**Objectif de travail**
Pouvez-vous reprendre le récit du convoi parti de Saint-Malo après sa dernière phrase et le poursuivre?

**Extrait du texte**
########################################
À quelque temps de là, un nouveau convoi partait de Saint-Malo, annoncé par Le Carpentier au Comité de Sûreté générale en ces termes, que nous avons déjà cités : « Voilà encore du gibier que je vous envoie. » Mais, plus heureux que leurs compagnons d’infortune, ces tristes voyageurs apprirent en route les événemens du 9 thermidor et la chute de Robespierre.

Après avoir délibéré sur la question de savoir s’il ne convenait pas, vu cet événement, de les ramener à Saint-Malo, leurs gardiens décidèrent de continuer leur route vers Paris, où les prisonniers arrivèrent pour apprendre qu’ils étaient sauvés. C’est probablement dans ce convoi que se trouvait le marquis de Saint-Pern-Ligouyer. Il ignorait encore que sa femme avait péri quelques jours avant. Il ne le sut qu’à son arrivée. Il était déjà malade, et son état, aggravé par cette nouvelle comme par les fatigues du voyage, le fit retenir en prison, puis dans une maison de santé où, comme nous l’avons dit, il mourut l’année suivante.
########################################
**Liste des données**
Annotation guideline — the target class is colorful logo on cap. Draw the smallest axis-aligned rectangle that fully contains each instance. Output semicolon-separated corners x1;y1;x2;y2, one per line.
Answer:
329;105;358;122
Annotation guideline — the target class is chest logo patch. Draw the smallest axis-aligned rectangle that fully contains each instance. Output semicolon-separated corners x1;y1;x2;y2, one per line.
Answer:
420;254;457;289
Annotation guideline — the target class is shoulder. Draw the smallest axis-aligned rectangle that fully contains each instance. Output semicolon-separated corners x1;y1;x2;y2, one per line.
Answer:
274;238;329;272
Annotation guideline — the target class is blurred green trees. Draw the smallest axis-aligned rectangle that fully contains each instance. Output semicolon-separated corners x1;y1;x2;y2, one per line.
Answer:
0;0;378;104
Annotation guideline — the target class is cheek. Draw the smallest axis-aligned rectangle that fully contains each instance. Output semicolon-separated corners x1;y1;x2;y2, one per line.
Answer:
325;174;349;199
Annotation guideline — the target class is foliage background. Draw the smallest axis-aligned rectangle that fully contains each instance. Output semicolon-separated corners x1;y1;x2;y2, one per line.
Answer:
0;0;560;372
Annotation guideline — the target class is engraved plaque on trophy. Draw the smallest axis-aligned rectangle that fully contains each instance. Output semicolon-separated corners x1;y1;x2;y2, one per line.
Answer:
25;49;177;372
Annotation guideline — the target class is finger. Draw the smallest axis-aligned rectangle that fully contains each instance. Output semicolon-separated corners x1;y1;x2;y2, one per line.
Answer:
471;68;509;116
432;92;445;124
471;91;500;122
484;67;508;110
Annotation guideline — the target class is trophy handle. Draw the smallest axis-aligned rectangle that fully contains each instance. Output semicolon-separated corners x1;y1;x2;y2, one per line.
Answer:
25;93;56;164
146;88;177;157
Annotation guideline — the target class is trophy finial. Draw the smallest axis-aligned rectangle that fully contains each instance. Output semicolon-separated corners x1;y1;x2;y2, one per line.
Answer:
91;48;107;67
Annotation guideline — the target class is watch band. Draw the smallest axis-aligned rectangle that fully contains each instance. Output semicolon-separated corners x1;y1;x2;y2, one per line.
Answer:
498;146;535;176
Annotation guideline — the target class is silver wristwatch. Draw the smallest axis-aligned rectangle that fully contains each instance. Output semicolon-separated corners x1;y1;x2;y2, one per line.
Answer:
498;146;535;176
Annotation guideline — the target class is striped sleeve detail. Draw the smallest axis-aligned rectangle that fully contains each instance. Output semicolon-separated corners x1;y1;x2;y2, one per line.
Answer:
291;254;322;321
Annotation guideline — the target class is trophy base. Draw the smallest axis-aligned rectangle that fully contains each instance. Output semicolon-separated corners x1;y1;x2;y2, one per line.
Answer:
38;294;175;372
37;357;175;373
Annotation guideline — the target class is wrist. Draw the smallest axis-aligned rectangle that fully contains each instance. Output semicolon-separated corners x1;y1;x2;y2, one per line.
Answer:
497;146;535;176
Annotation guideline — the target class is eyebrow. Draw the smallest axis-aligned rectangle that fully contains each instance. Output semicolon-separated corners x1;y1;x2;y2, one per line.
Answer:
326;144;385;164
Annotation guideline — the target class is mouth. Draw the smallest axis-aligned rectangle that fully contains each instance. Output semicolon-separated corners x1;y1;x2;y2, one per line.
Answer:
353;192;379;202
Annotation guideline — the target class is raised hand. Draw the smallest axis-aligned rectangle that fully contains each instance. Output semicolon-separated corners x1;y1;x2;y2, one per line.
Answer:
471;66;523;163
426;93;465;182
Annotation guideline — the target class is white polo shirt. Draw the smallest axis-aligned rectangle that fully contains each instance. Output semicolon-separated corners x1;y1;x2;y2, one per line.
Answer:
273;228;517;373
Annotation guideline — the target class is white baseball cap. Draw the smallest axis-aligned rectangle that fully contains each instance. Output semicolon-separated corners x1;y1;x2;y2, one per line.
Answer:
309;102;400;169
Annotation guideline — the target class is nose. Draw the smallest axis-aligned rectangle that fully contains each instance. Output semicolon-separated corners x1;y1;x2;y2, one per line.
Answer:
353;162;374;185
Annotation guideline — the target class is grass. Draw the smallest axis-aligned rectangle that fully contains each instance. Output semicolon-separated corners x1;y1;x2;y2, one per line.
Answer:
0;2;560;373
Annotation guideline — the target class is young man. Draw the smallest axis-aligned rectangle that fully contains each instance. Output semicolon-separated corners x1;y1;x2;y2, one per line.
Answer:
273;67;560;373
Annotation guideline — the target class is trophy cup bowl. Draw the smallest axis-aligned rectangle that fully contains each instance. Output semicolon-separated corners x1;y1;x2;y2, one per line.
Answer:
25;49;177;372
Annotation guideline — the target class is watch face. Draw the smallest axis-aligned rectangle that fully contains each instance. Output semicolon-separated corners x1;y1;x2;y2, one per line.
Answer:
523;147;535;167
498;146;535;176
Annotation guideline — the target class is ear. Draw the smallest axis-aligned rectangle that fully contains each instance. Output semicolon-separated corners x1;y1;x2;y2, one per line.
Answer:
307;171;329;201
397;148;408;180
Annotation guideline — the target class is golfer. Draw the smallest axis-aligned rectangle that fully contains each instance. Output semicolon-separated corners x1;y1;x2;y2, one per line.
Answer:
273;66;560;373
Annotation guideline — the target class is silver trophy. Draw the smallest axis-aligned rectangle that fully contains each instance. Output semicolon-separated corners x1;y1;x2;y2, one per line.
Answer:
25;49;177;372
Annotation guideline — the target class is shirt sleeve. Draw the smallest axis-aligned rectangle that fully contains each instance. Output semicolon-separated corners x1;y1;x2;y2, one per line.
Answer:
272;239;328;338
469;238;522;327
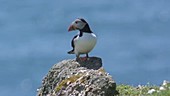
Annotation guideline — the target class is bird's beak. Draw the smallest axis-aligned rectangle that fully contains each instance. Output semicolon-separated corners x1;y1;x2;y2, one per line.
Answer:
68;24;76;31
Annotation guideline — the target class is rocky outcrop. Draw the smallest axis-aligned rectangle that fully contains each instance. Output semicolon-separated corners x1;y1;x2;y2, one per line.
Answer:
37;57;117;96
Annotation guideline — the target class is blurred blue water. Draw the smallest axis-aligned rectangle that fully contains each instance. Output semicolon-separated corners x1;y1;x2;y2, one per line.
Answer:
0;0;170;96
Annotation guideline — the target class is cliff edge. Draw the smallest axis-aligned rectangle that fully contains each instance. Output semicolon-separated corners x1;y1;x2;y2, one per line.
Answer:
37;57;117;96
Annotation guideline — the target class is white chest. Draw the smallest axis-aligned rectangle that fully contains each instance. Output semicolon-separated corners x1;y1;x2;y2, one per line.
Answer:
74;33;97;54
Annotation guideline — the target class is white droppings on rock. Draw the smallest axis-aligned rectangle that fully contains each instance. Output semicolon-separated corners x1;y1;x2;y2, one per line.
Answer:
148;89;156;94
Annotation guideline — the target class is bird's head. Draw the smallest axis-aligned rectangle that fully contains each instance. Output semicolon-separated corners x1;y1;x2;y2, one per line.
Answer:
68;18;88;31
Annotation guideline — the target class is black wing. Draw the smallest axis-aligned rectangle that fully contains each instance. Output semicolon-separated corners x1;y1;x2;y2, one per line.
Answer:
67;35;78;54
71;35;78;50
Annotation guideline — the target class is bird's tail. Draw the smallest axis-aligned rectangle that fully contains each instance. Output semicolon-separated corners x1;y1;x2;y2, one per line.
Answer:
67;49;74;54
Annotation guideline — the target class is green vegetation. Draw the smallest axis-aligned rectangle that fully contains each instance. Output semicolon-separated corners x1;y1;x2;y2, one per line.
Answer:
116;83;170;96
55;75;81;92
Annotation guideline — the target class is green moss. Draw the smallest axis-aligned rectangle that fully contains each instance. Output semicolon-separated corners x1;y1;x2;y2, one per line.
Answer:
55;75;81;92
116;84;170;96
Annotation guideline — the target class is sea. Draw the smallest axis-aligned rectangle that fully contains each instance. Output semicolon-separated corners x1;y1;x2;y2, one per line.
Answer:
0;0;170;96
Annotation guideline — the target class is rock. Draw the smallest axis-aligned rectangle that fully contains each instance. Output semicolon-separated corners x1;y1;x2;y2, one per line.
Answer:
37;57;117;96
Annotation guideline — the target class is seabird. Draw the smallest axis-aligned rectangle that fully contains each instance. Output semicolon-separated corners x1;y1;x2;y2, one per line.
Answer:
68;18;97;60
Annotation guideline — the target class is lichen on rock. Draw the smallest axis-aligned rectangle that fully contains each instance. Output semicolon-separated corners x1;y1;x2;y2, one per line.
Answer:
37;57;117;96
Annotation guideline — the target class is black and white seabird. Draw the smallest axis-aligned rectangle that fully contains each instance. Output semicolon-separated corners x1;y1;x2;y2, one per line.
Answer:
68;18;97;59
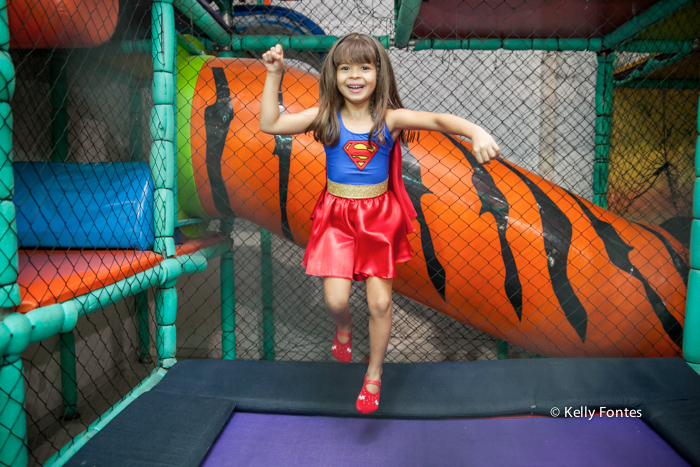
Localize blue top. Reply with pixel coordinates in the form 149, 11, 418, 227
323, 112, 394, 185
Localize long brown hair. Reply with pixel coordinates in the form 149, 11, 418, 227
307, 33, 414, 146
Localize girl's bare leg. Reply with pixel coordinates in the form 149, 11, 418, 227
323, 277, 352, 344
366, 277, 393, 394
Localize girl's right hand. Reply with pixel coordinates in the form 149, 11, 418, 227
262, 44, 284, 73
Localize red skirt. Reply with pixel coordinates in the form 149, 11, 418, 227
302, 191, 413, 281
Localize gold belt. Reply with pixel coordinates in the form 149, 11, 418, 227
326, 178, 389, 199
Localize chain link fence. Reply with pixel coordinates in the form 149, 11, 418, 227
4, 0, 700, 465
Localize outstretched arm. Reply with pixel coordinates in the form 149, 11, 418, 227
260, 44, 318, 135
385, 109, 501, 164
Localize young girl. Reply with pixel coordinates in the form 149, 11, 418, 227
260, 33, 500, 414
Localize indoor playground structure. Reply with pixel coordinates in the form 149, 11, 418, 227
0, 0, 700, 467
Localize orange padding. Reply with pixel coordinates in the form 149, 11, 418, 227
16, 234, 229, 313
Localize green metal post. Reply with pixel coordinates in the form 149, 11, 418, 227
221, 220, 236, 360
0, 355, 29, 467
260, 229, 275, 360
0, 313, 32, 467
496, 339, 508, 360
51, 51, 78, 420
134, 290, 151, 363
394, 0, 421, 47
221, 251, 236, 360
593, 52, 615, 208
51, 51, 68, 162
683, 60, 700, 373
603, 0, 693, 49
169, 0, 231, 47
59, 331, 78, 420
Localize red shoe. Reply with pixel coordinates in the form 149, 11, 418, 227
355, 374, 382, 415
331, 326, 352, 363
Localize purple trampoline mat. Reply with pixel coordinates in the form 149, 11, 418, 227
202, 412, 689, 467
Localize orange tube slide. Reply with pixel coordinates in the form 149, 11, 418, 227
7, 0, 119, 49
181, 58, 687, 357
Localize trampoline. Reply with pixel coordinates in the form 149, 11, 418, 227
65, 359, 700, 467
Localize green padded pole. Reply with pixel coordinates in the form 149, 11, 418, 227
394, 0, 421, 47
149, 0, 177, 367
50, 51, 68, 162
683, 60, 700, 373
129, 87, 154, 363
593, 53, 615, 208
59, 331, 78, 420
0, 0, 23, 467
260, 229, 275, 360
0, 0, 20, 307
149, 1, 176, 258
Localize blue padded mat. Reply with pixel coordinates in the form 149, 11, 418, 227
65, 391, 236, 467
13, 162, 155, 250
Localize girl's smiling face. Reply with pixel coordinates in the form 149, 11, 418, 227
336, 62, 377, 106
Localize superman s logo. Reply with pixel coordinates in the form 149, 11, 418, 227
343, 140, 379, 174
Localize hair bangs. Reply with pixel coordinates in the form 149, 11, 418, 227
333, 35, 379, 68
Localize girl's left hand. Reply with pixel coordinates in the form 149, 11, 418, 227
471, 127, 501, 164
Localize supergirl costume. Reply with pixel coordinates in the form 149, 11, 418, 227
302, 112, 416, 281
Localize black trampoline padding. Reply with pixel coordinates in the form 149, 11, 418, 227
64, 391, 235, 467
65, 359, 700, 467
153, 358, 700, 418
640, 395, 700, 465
########################################
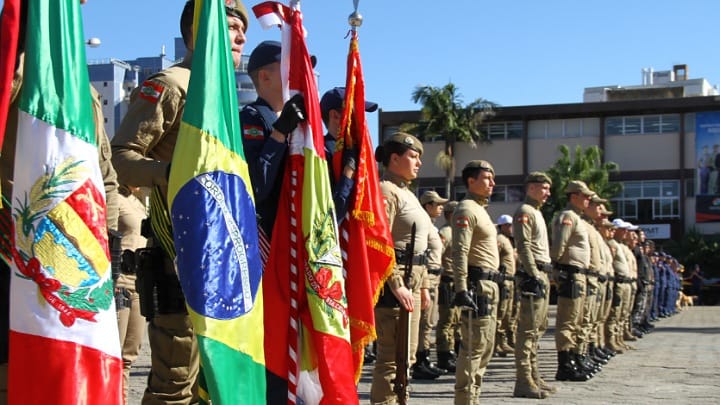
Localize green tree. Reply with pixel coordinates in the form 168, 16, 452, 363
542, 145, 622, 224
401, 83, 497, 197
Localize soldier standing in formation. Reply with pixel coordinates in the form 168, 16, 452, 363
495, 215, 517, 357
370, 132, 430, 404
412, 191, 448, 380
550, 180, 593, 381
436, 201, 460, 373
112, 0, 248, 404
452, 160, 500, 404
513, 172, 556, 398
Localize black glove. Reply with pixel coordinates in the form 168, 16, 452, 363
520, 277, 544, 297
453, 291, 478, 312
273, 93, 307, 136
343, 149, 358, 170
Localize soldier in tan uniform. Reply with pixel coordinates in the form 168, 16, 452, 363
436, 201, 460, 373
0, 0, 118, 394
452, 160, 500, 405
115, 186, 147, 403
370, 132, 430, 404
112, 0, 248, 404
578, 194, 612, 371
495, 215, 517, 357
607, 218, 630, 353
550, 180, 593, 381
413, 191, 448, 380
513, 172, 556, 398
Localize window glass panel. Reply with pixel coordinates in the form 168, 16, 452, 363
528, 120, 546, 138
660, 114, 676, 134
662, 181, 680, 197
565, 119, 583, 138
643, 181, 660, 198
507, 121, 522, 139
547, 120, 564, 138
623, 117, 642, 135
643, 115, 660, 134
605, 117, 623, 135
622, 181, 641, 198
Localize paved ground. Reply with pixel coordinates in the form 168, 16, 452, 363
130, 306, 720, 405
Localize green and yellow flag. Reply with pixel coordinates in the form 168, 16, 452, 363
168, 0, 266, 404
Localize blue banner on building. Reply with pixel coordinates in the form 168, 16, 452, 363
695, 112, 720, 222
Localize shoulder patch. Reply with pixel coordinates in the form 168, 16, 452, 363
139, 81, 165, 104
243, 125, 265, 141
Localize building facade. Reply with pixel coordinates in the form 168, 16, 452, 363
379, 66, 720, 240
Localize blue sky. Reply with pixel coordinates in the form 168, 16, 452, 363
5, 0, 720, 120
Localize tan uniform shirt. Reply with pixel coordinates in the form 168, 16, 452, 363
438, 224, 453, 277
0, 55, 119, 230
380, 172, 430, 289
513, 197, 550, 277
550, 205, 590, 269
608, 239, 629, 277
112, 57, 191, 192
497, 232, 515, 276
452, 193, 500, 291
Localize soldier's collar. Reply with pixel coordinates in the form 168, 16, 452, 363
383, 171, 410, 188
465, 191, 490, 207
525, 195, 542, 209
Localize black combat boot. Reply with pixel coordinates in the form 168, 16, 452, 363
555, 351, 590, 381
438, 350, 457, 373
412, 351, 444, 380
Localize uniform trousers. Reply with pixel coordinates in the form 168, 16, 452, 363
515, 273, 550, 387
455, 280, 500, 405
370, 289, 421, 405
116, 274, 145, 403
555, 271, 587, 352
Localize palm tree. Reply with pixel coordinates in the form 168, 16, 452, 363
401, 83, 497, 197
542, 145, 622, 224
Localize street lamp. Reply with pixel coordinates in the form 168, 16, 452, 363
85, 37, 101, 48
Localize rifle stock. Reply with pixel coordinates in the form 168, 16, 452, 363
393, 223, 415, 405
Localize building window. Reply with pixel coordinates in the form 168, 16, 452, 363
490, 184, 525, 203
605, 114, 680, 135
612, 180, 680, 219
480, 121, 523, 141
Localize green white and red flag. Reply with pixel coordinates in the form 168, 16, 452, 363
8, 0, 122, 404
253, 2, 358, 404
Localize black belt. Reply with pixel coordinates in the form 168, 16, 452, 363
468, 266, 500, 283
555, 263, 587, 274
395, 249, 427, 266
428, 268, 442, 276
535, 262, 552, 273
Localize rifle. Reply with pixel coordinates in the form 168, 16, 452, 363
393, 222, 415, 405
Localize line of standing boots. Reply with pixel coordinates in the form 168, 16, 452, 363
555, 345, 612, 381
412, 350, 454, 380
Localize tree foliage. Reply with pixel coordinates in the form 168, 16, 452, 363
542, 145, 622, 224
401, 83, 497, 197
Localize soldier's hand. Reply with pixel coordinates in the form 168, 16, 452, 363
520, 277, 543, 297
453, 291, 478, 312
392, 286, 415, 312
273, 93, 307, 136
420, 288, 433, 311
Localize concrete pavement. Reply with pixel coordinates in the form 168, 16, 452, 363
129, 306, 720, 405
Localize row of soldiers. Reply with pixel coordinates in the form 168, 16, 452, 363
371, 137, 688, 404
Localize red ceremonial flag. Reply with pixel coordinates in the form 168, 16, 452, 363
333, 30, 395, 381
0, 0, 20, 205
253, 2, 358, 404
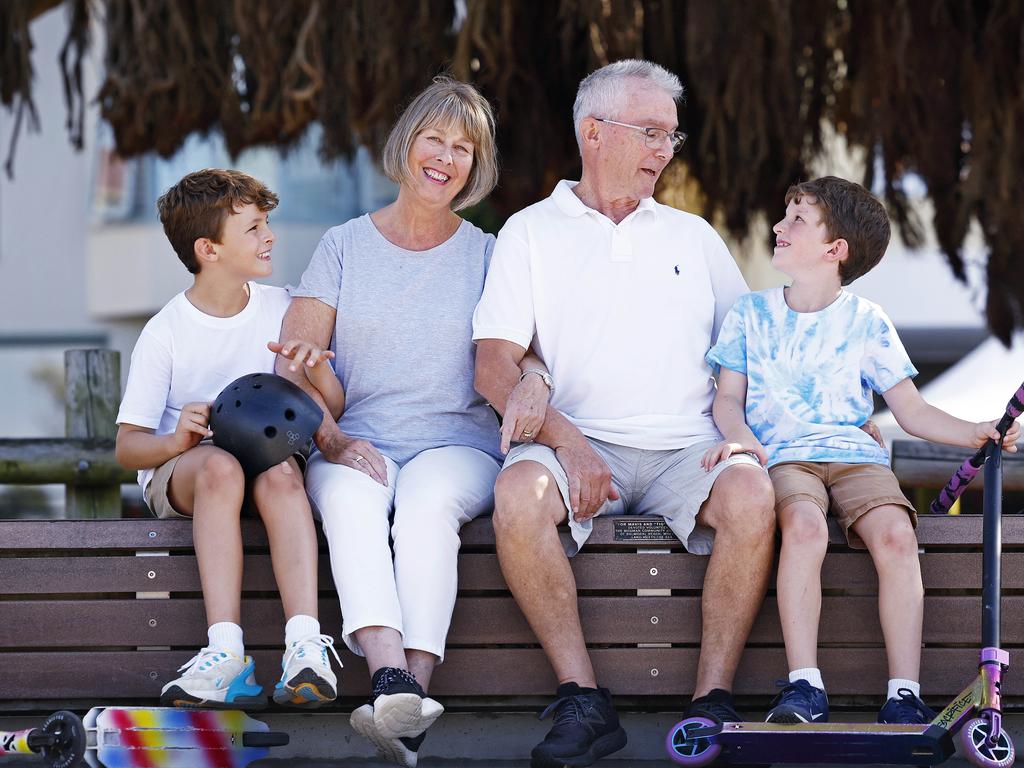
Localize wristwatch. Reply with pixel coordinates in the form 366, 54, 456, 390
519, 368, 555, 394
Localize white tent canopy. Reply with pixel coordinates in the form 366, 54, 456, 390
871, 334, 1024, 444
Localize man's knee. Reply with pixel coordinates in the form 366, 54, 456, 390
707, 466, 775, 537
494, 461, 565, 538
########################################
**Réponse attendue**
Au lendemain du jour où ces victimes de la fureur homicide du conventionnel étaient parties pour Paris, il procédait à de nouvelles arrestations. En l’apprenant au Comité de Sûreté générale, il disait : « Il nous en reste encore. Ce sera pour remplacer ceux qu’il plaira au Comité d’appeler auprès de lui. » À la même date, sur son ordre, vingt-huit suspects partaient d’Avranches pour Paris, qui furent sauvés eux aussi par la chute des terroristes.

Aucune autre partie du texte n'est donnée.